- _What needs to be done_
Starting with the line containing "Expected: one point per instance of the green stem, reported" and going on through the end of the records below, recast those lines as a numbered list with the blank lines omitted.

- _Record list_
— start —

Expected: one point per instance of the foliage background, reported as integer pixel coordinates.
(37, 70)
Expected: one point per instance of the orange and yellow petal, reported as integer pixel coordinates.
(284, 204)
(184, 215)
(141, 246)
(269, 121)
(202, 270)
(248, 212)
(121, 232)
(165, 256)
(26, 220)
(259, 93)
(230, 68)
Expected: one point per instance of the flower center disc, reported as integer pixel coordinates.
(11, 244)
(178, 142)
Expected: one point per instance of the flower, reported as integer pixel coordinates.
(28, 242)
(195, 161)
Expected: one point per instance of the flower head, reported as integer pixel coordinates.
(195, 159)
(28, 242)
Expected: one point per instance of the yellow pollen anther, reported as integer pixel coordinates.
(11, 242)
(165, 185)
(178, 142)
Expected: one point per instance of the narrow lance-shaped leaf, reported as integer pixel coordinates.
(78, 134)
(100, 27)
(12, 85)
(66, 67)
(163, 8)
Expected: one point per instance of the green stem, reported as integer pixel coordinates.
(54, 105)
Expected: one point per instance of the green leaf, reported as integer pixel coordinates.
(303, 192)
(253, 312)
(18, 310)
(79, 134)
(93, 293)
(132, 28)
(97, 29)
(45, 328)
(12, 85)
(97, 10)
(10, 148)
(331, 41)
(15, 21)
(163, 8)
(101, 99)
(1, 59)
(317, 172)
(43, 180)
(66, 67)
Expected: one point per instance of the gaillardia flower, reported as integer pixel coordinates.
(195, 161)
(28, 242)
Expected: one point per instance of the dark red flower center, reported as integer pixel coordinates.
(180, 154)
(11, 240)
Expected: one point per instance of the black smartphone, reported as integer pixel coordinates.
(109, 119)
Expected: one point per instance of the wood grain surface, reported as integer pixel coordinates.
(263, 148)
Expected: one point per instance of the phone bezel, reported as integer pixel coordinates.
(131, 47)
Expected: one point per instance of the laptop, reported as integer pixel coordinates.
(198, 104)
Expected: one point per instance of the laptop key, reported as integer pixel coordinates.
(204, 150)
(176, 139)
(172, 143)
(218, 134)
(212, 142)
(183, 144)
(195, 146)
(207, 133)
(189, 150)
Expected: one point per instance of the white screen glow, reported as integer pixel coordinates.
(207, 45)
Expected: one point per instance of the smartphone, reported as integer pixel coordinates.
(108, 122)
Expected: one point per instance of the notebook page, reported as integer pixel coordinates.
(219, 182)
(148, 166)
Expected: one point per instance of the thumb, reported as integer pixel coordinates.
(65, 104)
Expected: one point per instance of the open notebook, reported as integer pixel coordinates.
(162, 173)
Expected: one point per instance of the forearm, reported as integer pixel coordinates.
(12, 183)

— end —

- _Response to the exercise_
1. Expected: one point per instance of the green stem, reported as integer pixel coordinates.
2. (54, 105)
3. Expected: one point per instance of the green leaf, reported as integer pixel coordinates.
4. (303, 192)
5. (253, 312)
6. (18, 310)
7. (79, 134)
8. (93, 293)
9. (132, 28)
10. (97, 29)
11. (45, 328)
12. (12, 85)
13. (97, 10)
14. (10, 148)
15. (331, 41)
16. (15, 21)
17. (163, 8)
18. (101, 99)
19. (1, 59)
20. (317, 172)
21. (43, 180)
22. (66, 67)
23. Expected: one point per instance of the gaillardia flower, reported as integer pixel coordinates.
24. (195, 161)
25. (28, 242)
26. Expected: one point per instance of the dark red flower center, reported as integer pixel coordinates.
27. (180, 154)
28. (11, 240)
29. Expected: one point per instance of the black smartphone, reported as integer pixel coordinates.
30. (109, 119)
31. Expected: one point per instance of the wood grain surface, reported as integer pixel coordinates.
32. (263, 148)
33. Expected: one point per instance of the phone bezel, reported as integer pixel coordinates.
34. (131, 47)
35. Expected: one point per instance of the laptop, reported as integer pixel coordinates.
36. (198, 104)
37. Expected: one point per instance of the laptop key, reported as integer pixel coordinates.
38. (204, 150)
39. (176, 139)
40. (172, 143)
41. (218, 134)
42. (212, 142)
43. (183, 144)
44. (195, 146)
45. (207, 133)
46. (189, 150)
47. Expected: one point per instance of the white screen glow, reported as integer pixel coordinates.
48. (207, 45)
49. Expected: one point per instance of the smartphone, reported as integer pixel coordinates.
50. (108, 122)
51. Expected: one point per instance of the notebook page, reported as integer pixel coordinates.
52. (219, 182)
53. (148, 166)
54. Expected: one point per instance of the thumb, reported as integer pixel coordinates.
55. (65, 104)
56. Expected: one point per instance of the open notebook, reported as integer pixel coordinates.
57. (162, 173)
58. Expected: one point per instance of the forearm, reported as integer pixel coordinates.
59. (12, 183)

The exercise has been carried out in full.